_Problem to work on:_ Rewrite the listing below with "named fields" renamed to "labeled fields" everywhere it occurs, changing nothing else. Leave the pictures out of your answer.
START Records provided
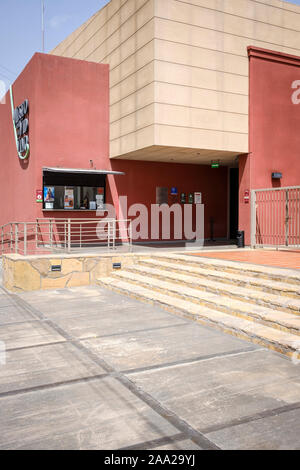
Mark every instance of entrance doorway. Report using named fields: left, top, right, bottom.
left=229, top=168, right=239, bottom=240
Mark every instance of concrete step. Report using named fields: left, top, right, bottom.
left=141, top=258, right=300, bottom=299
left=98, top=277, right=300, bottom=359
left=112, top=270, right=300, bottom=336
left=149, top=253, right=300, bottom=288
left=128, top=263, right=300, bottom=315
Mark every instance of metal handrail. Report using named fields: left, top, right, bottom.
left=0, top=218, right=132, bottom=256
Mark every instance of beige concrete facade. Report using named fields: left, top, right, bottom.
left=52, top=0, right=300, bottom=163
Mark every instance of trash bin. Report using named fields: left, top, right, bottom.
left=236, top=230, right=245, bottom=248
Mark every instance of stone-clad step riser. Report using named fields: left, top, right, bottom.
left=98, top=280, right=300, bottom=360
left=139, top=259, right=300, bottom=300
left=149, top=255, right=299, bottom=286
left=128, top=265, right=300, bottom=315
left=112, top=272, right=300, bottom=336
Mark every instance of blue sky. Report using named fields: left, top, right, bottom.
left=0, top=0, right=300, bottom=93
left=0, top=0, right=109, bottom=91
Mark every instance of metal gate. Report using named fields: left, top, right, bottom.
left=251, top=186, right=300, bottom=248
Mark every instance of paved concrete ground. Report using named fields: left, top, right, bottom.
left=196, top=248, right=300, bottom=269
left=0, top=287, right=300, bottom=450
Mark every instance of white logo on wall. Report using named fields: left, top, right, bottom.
END Records provided
_Solved exercise:_
Mark every instance of entrance doorway. Report using labeled fields: left, top, right, bottom.
left=229, top=168, right=239, bottom=240
Mark every instance of concrete step. Report using labeled fields: left, top, right, bottom.
left=141, top=258, right=300, bottom=299
left=98, top=277, right=300, bottom=359
left=112, top=270, right=300, bottom=336
left=149, top=253, right=300, bottom=288
left=128, top=263, right=300, bottom=315
Mark every instance of metal handrail. Report using labeled fields: left, top, right, bottom.
left=0, top=218, right=132, bottom=256
Mark every instance of beige concrete facade. Report using labeled fields: left, top, right, bottom.
left=52, top=0, right=300, bottom=163
Mark every instance of trash bin. Report using labeled fields: left, top, right, bottom.
left=236, top=230, right=245, bottom=248
Mark every instance of stone-clad step riser. Report using labeled fields: left, top, right, bottom.
left=98, top=280, right=300, bottom=360
left=139, top=259, right=300, bottom=300
left=149, top=255, right=299, bottom=286
left=128, top=265, right=300, bottom=315
left=112, top=272, right=300, bottom=336
Mark every instance of blue sky. Report using labeled fields: left, top, right, bottom.
left=0, top=0, right=300, bottom=93
left=0, top=0, right=109, bottom=91
Mark every instance of metal gate. Report using labeled fields: left, top, right, bottom.
left=251, top=186, right=300, bottom=248
Mark every instance of paved concrete ground. Report using labeled fields: left, top, right, bottom.
left=196, top=248, right=300, bottom=269
left=0, top=287, right=300, bottom=450
Mark every instance of white logo on wall. Report using labeled fields: left, top, right, bottom.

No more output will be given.